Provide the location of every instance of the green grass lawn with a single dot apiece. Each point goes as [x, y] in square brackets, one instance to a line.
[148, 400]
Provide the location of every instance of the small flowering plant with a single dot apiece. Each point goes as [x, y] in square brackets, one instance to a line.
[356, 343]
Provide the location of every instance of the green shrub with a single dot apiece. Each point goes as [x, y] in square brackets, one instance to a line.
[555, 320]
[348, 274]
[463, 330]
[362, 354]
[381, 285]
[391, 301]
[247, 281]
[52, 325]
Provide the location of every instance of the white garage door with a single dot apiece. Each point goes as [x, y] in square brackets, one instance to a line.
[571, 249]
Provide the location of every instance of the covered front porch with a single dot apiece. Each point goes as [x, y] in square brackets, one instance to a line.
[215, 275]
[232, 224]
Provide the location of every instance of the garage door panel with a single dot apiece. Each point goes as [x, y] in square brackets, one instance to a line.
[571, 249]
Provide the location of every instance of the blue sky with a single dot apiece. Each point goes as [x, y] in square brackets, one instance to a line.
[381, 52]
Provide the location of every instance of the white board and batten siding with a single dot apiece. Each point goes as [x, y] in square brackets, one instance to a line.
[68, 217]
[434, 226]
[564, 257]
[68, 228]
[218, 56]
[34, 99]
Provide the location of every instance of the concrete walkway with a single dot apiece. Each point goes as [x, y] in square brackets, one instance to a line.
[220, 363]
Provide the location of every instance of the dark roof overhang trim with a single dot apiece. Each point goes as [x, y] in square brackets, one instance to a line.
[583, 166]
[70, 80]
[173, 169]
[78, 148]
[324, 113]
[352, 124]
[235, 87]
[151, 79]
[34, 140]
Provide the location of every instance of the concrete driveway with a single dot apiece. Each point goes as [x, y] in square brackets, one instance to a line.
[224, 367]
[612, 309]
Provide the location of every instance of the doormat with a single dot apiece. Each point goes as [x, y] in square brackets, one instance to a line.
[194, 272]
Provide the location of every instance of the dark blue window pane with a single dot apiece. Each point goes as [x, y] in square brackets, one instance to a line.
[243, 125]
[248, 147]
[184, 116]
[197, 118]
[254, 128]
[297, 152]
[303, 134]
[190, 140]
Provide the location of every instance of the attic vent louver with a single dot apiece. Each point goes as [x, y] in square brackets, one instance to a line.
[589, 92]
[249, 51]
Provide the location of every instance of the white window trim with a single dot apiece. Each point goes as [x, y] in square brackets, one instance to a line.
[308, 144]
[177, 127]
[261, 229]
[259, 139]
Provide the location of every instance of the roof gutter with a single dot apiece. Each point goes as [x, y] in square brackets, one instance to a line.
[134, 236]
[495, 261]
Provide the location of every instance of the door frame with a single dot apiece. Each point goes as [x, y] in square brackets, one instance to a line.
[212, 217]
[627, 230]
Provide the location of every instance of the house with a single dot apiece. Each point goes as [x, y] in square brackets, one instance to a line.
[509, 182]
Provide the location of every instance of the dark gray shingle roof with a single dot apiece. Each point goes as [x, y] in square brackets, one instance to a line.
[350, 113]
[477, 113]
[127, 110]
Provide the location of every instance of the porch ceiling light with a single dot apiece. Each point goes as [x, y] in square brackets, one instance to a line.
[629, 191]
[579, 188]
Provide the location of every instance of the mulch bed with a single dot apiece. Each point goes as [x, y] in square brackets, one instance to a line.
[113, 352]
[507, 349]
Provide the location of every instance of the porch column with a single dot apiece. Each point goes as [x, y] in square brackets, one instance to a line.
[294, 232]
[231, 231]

++++++

__Task directions__.
All the data must be duplicated exactly, with nothing added or removed.

__Answer to the exercise__.
Provide the location of every instance of the green grass lawn with a single dot apiece. Each point goes as [x, y] in square brackets, one instance to a line.
[148, 400]
Provide the location of every instance of the small flowering plant with a single dot apiece. Each point goes as [x, y] in square brackets, one instance to a line.
[356, 343]
Provide the location of every instance of the green shrub with a single dot apiece. Each point goes as [x, y] in square brackets, one instance to a line.
[555, 320]
[348, 274]
[463, 330]
[362, 354]
[381, 285]
[391, 301]
[247, 281]
[52, 325]
Provide the location of every instance of the white garage door with a single dot apiece. Each point goes as [x, y] in square brackets, one instance to a line.
[571, 249]
Provide the location of every instance of the covered front porch with a single dot apiece. Each point goes as [x, y] in square brackets, one instance to a line.
[215, 275]
[232, 224]
Provide the location of every instance of the garage door panel with a single dot apiece. Each point goes as [x, y] in square brackets, one instance to a line.
[571, 249]
Provide the location of every instance of the blue sky with a single dot apiece. Each point goes as [x, y] in square brackets, one instance to a line.
[381, 52]
Provide the location of every instance of the white board and batten siding with a single dot apiece. Each point goes as [x, y] in square brackets, one instance to a line.
[68, 217]
[434, 226]
[564, 257]
[68, 228]
[218, 56]
[34, 99]
Provide the location of every instance of the concrete walkway with a single dot apiece. Each point goes as [x, y] in square brackets, one instance to a line.
[220, 363]
Provide the location of every instance of the dark roof overhang trim with a single dot apiece. Each point goes as [x, y] in square brackets, one instance to a line.
[583, 166]
[70, 80]
[173, 169]
[78, 148]
[324, 113]
[352, 124]
[235, 87]
[151, 79]
[34, 140]
Provide the location of every instance of the concrete driveway with a single dot apiece. Each point goes as [x, y] in square brackets, one instance to a line.
[224, 367]
[612, 309]
Provide the location of every instance of the doormat with a single dot apiece. Each point goes as [x, y] in square brackets, one instance to a line.
[194, 272]
Provide the location of every instance of the dark blue window pane with a single dot apiece. Each point goes as [x, y] in square brackets, one instance to a line.
[243, 125]
[248, 147]
[184, 116]
[197, 118]
[254, 128]
[297, 152]
[303, 134]
[190, 140]
Provide the location of every instance of the attic vent louver with a single dot apiece. Each point goes as [x, y] in square brackets, one instance to a line.
[589, 92]
[249, 51]
Provide the location of every instance of the white window trim with a single dot apiece. Each point goes as [x, y] in square brackets, one instance to a line.
[308, 144]
[177, 127]
[261, 229]
[259, 139]
Provide the location of every instance of the roof gutter with a single dot apiece. Each point goes as [x, y] in square brackets, one instance to a line.
[134, 236]
[495, 261]
Provide the location of every instance of the door frame with a single dot apiece. Each point goes as [x, y] in square brackets, one instance to a line.
[212, 217]
[627, 230]
Provide the location of every instance of the house with a single dot apiece. Each point goes as [x, y] in square brackets, one instance to a line.
[509, 182]
Provide the location of every instance of the dark gray shingle roof with a single dot apiece. Each point goes as [x, y] in square brackets, one instance to a line.
[350, 113]
[477, 113]
[127, 110]
Provide the location of every instance of the porch ceiling light with a single dot apiece. Each point goes as [x, y] in square brackets, one instance to a line.
[629, 191]
[579, 188]
Provide the location of every instance of the mulch bed with a single dot apiece. Each point goes as [x, y] in square brackets, one instance to a line.
[113, 352]
[507, 349]
Provide the location of every instance of the porch column with a single dot apiece. Each point goes as [x, y] in square brackets, one instance to a line.
[294, 232]
[231, 231]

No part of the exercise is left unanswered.